CHALLENGE
Your task is to quote the material that follows, in full and exactly.

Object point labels
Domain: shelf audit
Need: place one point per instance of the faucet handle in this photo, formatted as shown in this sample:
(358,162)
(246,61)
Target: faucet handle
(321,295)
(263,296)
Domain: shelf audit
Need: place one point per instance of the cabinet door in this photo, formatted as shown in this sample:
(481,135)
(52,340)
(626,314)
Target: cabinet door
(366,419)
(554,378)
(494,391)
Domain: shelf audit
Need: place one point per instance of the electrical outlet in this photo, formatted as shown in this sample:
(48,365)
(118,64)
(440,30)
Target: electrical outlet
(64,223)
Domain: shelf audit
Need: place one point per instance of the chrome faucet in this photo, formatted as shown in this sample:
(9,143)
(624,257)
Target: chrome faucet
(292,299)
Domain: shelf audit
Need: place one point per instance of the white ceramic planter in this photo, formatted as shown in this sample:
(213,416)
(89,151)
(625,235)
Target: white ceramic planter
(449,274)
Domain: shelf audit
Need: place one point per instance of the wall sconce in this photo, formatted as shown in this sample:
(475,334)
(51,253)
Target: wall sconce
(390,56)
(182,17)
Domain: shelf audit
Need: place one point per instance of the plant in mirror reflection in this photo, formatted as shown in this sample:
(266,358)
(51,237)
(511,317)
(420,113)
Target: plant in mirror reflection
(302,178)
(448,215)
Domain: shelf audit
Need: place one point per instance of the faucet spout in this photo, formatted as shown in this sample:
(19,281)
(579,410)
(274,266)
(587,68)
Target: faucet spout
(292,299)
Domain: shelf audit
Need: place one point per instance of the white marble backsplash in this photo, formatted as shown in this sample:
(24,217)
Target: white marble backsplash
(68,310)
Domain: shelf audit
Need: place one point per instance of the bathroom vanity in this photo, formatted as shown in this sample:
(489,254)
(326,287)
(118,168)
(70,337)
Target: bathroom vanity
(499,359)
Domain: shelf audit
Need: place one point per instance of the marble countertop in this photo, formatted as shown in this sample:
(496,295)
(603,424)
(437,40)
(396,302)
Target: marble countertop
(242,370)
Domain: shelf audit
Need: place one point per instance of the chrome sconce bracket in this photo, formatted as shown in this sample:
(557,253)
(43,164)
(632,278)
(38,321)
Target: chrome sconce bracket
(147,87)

WRITTEN REPLY
Domain: shelf audit
Need: place one point per instance of the faucet handle in this photo, formatted as shown in this sample:
(358,162)
(246,61)
Target: faucet handle
(321,295)
(263,296)
Domain: shelf audit
Need: place one point per instance of the cabinet door in this photo, formatted as shown in this sample:
(481,135)
(52,340)
(626,314)
Target: cabinet door
(366,419)
(554,378)
(494,391)
Domain: shelf audit
Need: place one point per instance of the electrical outlet in this photo, formatted as shown in this sample:
(48,365)
(118,64)
(440,30)
Target: electrical outlet
(64,223)
Domain: shelf audit
Need: place one point per instance of the chrome faucet in this photo, formatted as shown in this sample:
(9,143)
(624,257)
Target: chrome faucet
(292,299)
Domain: shelf audit
Need: place one point per instance of the white ceramic planter in this photo, formatted as shown in this sample:
(213,416)
(89,151)
(625,235)
Target: white ceramic planter
(449,274)
Domain: shelf audit
Need: place one point per instance of the wall sconce in this photo, formatted as shown in this sample:
(475,334)
(51,253)
Target: wall sconce
(390,56)
(182,17)
Domain: shelf audit
Need: place one point per instance of the plant in mirror reflection in this photo, formatted as shown in this sample:
(266,358)
(51,237)
(511,317)
(420,113)
Target: plant in mirror reflection
(302,178)
(448,215)
Domain: shelf audit
Need: place one point per instance of the faucet spout in this photo, formatted as shown in this sample:
(19,281)
(579,410)
(274,266)
(587,68)
Target: faucet spout
(292,299)
Domain: shelf audit
Need: place one point per instance of the white marble backsplash in this photo, formatted as shown in this sample:
(24,217)
Target: white marble backsplash
(68,310)
Domain: shelf audit
Need: place one point per instance of the bathroom vanity in this photo, formatted as shown in this sample:
(489,254)
(326,287)
(118,168)
(70,337)
Target: bathroom vanity
(499,359)
Domain: shelf audit
Need: place one point per instance of the marble countertop in this photo, formatted as shown in this sample:
(496,295)
(603,424)
(437,40)
(396,302)
Target: marble countertop
(242,370)
Domain: shelf audit
Need: place one point per instance of the chrome sconce bracket in this photo, formatted as shown in this sample:
(557,253)
(43,164)
(632,278)
(38,321)
Target: chrome sconce bracket
(147,87)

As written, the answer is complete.